* [How to complete this task] Print the data below exactly, but only the lines from the one containing "the bird's leg" down to the one containing "the bird's breast", inclusive.

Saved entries

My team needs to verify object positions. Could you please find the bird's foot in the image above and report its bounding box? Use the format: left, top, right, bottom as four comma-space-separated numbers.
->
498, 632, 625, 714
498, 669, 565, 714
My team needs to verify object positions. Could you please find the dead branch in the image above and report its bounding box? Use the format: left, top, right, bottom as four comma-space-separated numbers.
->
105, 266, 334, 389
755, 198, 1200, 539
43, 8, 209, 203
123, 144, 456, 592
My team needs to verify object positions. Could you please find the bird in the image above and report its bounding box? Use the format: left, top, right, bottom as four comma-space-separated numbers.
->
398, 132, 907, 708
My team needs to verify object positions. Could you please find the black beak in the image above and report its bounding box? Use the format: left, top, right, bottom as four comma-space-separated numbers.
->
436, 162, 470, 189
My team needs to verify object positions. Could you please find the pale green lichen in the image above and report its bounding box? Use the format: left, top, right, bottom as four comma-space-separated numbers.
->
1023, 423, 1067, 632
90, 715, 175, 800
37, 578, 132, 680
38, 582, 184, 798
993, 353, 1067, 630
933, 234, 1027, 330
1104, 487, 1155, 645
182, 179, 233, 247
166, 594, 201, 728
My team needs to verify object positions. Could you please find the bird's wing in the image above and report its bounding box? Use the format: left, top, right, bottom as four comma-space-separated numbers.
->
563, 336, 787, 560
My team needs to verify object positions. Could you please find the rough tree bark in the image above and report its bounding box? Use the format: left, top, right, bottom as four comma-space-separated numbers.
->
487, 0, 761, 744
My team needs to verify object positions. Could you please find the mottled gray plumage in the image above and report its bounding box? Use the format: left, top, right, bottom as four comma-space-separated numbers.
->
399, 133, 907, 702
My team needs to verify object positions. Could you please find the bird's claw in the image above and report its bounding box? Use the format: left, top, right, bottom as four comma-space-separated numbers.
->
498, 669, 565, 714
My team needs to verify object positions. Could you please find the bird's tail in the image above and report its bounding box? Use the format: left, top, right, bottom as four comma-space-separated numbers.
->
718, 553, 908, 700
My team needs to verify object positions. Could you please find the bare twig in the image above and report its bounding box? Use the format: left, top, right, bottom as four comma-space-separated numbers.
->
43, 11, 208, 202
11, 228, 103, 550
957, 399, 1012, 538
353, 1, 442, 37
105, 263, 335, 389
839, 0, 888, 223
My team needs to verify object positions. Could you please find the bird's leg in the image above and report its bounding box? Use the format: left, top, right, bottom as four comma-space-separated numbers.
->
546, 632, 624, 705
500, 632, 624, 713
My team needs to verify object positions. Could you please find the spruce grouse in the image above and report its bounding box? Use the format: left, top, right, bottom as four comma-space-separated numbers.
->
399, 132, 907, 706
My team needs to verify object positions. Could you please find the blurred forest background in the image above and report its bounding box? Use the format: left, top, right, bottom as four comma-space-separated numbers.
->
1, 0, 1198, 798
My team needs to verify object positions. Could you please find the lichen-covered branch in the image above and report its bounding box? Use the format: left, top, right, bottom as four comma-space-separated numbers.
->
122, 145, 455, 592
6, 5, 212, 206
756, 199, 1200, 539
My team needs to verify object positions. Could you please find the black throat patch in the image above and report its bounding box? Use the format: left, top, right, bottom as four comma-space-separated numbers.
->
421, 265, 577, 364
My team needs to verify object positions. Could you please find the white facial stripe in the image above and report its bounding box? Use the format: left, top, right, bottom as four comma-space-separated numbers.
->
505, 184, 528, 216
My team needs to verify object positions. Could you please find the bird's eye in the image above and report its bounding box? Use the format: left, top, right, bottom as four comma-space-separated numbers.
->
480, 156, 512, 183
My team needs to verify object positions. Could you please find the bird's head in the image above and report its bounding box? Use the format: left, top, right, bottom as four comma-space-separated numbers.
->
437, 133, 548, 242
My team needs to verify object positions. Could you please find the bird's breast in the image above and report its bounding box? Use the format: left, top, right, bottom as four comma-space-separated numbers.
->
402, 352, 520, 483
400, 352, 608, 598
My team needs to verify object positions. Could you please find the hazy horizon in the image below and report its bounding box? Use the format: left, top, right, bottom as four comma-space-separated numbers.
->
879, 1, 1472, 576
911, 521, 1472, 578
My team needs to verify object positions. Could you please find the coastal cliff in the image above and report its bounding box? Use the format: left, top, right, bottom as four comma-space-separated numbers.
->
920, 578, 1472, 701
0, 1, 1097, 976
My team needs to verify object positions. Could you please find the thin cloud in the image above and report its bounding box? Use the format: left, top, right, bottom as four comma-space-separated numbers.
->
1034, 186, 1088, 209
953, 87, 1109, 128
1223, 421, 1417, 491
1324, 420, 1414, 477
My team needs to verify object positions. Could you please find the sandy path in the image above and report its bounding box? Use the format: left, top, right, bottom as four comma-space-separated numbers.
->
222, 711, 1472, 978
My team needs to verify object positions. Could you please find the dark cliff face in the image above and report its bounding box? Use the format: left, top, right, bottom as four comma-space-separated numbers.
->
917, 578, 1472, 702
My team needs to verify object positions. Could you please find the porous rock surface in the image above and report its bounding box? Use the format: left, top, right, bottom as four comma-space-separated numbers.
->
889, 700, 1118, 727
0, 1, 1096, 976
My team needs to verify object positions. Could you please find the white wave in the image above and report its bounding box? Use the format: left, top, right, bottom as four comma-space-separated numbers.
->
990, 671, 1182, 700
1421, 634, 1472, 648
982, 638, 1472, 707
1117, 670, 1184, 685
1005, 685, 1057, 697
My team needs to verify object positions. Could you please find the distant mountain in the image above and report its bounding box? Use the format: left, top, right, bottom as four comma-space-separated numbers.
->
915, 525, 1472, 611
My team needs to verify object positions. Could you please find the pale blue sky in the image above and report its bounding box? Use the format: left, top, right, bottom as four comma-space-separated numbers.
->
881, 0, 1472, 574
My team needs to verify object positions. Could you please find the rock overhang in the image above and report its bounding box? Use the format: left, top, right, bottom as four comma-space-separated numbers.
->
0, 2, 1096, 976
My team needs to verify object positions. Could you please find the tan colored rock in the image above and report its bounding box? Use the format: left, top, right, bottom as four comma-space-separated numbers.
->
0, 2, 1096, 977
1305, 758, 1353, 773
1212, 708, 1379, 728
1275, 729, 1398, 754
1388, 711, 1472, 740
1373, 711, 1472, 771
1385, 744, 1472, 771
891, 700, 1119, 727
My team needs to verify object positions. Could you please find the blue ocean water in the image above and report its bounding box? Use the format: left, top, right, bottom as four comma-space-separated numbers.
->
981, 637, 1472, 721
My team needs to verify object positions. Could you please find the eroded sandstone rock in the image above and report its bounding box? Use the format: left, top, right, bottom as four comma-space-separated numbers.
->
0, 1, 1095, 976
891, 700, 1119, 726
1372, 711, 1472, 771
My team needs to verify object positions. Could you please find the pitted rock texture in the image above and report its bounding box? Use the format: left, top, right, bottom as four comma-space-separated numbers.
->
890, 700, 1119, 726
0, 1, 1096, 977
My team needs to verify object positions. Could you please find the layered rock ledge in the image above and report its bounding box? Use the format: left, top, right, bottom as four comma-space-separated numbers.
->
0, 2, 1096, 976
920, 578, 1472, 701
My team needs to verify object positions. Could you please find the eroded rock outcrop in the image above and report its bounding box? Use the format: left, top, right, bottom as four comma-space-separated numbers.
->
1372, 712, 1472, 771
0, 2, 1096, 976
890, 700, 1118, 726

* [Task result]
My team needs to verify object positions. Could you please find the bird's leg in the image above and report its bounding box? Use the format: left, top, right, bottom as four comma-space-separated numbers.
->
546, 632, 624, 705
500, 632, 624, 713
My team needs to verify object positions. Could you please find the spruce grouse in the image above and report its bounding box? Use the format: left, top, right, bottom as four comma-space-separated numbers.
->
399, 132, 907, 706
My team needs to verify object positions. Could you please find the blurred forest background in the image above and report its bounding box? Use the format: left, top, right, bottom as four comma-space-separated numbers.
->
1, 0, 1198, 798
My team needs to verify object positions. Could you please find the lichen-covered branch in the image above and report its bounding box? Use the format: left, top, right, bottom as four comma-space-separated numbers.
->
122, 145, 455, 592
6, 5, 212, 206
756, 199, 1200, 539
My team needs to verify object positions. Could you please find the black throat patch in the image above and report its bounding box? Use the format: left, top, right, bottom as four comma-space-separated numbers.
->
421, 265, 577, 364
My team needs to verify object positions. Could you please find the white facial stripe in the image above and report its bounding box? Use the format: left, top, right, bottom as four comma-space-separated numbers.
->
505, 184, 528, 216
My team needs to verify object positions. Could you please find the bird's eye in the image above and report its bounding box? Use the format: left, top, right, bottom as four comma-space-separated numbers.
->
480, 156, 512, 183
My team needs to verify object positions. Could you please find the bird's head in the image above and report its bounding box? Use the format: left, top, right, bottom as four comma-space-separated numbers.
->
437, 133, 548, 242
My team needs to verify object positions. Could you please find the bird's breast in the image above and report its bounding box? Use the format: left, top, right, bottom as four comma-space-separated numbers.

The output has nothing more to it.